Objective: List every line of the rows below that contains the word "plaid".

Provided records:
________________

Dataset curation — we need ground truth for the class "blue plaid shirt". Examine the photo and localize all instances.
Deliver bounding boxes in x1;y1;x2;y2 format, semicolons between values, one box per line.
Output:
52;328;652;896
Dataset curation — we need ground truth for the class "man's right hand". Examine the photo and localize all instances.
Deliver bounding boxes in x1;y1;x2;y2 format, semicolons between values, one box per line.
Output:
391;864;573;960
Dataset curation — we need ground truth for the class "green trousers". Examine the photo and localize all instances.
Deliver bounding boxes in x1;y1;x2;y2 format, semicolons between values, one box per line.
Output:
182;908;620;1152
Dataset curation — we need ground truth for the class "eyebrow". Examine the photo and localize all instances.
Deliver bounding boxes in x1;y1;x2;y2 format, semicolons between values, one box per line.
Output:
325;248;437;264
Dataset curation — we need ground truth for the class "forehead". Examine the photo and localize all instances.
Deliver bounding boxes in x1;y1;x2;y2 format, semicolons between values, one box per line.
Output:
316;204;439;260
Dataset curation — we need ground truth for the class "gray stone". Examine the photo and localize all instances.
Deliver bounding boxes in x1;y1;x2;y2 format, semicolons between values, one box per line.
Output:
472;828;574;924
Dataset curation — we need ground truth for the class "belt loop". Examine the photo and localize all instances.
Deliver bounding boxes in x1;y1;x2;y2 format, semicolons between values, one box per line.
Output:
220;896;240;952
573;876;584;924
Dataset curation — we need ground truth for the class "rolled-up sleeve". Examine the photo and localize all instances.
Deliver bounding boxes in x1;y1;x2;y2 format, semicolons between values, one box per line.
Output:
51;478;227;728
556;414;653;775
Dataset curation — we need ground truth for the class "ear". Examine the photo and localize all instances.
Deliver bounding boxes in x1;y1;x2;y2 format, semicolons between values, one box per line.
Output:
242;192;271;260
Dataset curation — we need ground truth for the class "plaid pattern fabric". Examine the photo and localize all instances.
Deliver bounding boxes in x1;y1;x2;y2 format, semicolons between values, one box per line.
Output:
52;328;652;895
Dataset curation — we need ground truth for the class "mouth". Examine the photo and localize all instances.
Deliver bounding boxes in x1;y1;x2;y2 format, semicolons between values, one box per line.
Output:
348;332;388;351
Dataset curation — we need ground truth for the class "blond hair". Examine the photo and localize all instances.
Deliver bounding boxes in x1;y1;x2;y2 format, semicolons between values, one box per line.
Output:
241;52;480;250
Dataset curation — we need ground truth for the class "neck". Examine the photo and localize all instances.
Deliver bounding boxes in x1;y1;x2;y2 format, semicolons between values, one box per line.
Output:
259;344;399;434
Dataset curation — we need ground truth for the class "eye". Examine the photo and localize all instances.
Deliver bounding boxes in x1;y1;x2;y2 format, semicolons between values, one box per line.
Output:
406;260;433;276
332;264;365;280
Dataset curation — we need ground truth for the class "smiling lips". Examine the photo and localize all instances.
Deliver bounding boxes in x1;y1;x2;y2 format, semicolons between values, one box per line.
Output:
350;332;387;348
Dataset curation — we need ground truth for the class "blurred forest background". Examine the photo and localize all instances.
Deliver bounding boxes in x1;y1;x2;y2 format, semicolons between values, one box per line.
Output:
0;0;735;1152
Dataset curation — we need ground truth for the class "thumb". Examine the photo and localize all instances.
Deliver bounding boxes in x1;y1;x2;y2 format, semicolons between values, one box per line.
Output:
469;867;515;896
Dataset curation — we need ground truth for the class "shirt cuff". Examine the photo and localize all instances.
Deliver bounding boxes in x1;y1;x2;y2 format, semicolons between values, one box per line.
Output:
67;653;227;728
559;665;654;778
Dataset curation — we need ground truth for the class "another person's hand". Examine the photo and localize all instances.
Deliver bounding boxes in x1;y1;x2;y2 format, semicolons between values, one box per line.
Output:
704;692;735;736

________________

Finished exercise:
Dataset curation — we need ground truth for the class "blue plaid shirt". Examine the photo and localize all instances.
Dataset curation — we need ground truth for the class "plaid pattern fabric". Examine the photo and localize all instances.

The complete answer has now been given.